=== Excerto do texto ===

Primeiro pelas montanhas, depois por não-bermas pelas quais os camiões não param de fazer razias, à medida que se aproximam do destino e o número de peregrinos nas estradas se intensifica, as tensões adensam-se entre as nove mulheres que fazem o caminho a pé e as duas (Márcia Breia e Sara Norte) que dão o apoio na carrinha com rulote, onde todas dormem e comem. Criam-se cisões, fazem-se alianças.
"A minha Amparo é a que fala menos, é uma espécie de sombra, de espírito pairante", descreve Ana Bustorff. "Foi muito fascinante trabalhar o silêncio, que existe sempre dentro de nós. Para mim, a fé estava naquelas montanhas [do percurso] e não em Fátima."
"Uma coisa é o momento em que fazes a promessa, tudo muito religioso, muito romântico – é um momento de grande fé, de grande espiritualidade. Outro é quando a concretizas, que é uma coisa completamente diferente", conta Anabela Moreira.
O filme nunca revela os motivos por que cada uma cumpre uma promessa, à exceção da professora, interpretada por Teresa Madruga, que diz no filme estar a fazer a peregrinação pela vez de outra pessoa. "Não sou religiosa, não deste tipo de religiosidade. Chego a ter pena de não saber exatamente o que é a fé. Não nesse sentido das peregrinações", revela Márcia Breia, a dona Isaura que, juntamente com a neta, gere o negócio do carro de apoio àquele grupo de peregrinas. "Interrogo-me, claro. E, quanto mais velha fico, mais penso. Mas não foi sob esse ponto de vista que explorei [a minha personagem] quando estava a fazer o filme. No filme, eu não acreditava nem deixava de acreditar. Tinha o meu negócio, tinha coisas para cumprir."
"Ri-me muito, confesso", confessa Vera Barreto acerca de quando visionou Fátima. "Uma peregrinação não é sempre um martírio total. Existem momentos de convívio, lúdicos, e há momentos em que é horroroso e só apetece desistir. Gosto que o filme mostre esses dois lados."

=== Dados do exercício ===

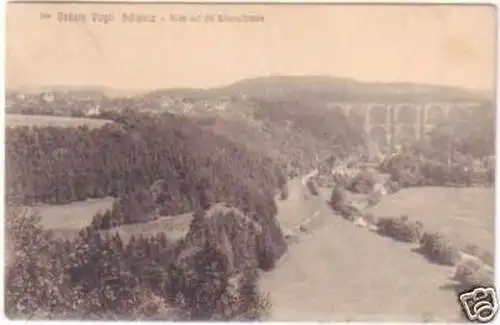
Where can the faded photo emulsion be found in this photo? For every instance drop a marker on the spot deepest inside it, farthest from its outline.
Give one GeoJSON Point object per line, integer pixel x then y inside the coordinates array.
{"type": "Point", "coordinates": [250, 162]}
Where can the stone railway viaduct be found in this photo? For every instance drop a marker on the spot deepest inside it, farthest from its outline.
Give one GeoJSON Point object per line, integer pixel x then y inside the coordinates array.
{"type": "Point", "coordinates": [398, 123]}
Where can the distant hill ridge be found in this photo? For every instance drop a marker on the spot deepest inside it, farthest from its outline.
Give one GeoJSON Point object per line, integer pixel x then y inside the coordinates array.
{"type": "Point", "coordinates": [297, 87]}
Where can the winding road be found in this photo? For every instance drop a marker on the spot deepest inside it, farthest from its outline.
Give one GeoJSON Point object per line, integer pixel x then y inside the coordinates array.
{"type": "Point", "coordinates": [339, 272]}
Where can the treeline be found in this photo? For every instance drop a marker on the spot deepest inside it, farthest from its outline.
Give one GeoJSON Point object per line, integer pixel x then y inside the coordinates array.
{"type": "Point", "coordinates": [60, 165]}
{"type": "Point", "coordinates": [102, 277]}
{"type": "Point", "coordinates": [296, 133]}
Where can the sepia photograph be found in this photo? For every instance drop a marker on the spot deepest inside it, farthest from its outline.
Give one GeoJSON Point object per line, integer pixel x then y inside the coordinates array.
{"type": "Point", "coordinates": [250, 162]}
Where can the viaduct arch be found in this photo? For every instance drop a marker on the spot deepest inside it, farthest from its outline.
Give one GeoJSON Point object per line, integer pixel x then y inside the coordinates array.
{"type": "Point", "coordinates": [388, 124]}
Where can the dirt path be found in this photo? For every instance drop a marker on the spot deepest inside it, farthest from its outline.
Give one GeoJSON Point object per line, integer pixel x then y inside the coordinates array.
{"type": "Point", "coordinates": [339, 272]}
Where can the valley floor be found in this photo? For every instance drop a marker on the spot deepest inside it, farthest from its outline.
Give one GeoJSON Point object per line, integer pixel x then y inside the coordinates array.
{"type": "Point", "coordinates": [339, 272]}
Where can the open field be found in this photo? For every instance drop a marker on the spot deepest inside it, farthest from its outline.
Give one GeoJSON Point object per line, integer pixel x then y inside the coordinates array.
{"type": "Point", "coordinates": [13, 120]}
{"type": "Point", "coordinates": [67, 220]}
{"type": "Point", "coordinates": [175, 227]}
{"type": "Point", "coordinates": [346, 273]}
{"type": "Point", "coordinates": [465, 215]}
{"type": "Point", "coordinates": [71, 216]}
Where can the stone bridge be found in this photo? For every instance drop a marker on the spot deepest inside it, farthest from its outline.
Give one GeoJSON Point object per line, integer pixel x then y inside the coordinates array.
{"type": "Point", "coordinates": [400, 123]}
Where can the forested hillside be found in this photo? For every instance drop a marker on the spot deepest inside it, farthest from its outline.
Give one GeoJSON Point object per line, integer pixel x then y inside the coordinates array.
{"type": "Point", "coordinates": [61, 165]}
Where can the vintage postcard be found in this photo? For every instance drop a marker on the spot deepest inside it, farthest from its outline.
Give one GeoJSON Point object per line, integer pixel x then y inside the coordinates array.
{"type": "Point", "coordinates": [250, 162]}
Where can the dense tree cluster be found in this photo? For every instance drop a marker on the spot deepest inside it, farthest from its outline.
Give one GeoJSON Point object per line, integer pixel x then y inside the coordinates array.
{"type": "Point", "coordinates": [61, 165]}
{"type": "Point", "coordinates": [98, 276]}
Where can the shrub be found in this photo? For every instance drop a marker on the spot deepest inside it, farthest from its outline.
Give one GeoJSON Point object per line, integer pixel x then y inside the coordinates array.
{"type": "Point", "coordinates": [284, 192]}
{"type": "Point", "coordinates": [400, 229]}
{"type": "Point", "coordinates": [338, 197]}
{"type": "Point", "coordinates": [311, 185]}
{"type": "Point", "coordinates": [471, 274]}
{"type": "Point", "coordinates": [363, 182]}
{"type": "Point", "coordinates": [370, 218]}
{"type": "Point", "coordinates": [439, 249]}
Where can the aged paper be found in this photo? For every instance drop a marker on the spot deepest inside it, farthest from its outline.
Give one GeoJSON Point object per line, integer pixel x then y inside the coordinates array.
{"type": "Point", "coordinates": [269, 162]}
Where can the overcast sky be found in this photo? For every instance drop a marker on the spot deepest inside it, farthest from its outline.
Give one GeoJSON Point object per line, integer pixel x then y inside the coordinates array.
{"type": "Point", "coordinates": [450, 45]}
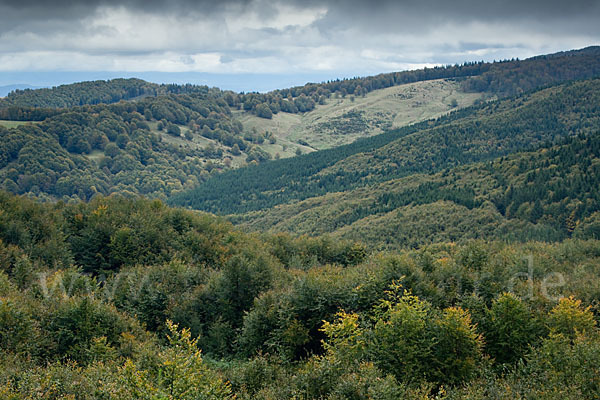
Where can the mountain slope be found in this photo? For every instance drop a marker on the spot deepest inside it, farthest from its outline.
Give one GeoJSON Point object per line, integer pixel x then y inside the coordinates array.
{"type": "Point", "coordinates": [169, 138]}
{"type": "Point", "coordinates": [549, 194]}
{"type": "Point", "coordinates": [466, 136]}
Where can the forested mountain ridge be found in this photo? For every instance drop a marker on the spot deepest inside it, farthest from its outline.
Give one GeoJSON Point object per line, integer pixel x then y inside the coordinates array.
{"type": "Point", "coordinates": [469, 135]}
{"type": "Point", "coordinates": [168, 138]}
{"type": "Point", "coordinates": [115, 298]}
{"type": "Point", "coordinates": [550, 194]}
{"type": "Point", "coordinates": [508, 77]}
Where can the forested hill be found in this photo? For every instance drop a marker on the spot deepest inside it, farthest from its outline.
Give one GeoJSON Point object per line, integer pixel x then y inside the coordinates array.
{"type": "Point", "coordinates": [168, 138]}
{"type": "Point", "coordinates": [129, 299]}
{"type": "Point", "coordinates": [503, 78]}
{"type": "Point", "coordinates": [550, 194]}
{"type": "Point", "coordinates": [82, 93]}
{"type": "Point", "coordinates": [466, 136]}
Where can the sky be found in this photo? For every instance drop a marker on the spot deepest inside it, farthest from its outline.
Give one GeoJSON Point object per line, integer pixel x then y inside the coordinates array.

===

--- Por fazer ---
1) Conta quantas linhas das entradas contêm a palavra "viaduct", distinguindo maiúsculas de minúsculas. Responde apenas com o número.
2) Prossegue o texto sobre o filme Fátima a partir do ponto em que termina.

--- Respostas por ordem ---
1) 2

2)
"Eu achei que tinha de fazer um bocadinho o papel de líder – eu e a dona da carrinha – para podermos chegar a bom porto", explana Rita Blanco. Para interpretar a Ana Maria, Rita Blanco diz ter-se inspirado numa pessoa que conheceu, dona de um café. "As personagens estavam muito fechadas e eu achei que a minha devia ser alegre, dizer graças, para desanuviar o ambiente." E acrescenta que Ana Maria não tem uma promessa para cumprir, faz a peregrinação porque adora ir a Fátima. "A Nossa Senhora é a guia espiritual dela e vai sempre lá agradecer-lhe o facto de estar viva, de ter trabalho, de existir. Na minha opinião, quando as pessoas têm uma vida dura, de sol a sol, ir a Fátima é quase como umas férias: umas vão para a praia, outras vão em profissão de fé. Estão a sair completamente das suas rotinas."
Anabela Moreira confessa que, um mês depois da experiência, deu por si a pensar que o faria de novo, agora com a vinda do Papa. "É uma questão de superação, de orgulho, o facto de não ter desistido. Mas tão rapidamente não me meto nisso. Acho que o caminho pode ser feito de outra maneira. Não acredito que Deus queira que sofras daquela maneira." Na peregrinação que fez enquanto trabalho de campo, deu por si a caminhar de forma automática e a adiantar-se do grupo, à semelhança do que vemos a sua personagem a fazer no filme. "Durante o percurso, as pessoas diziam: ‘A Anabela já está em Fátima.’"
Para a sessão fotográfica, as atrizes posaram descalças, numa estilização da ideia de caminho. "A sessão atrasou um pouco e estava muito frio, não tínhamos onde nos abrigar. Foi um pouco como revivermos a situação de Fátima", brinca Anabela Moreira.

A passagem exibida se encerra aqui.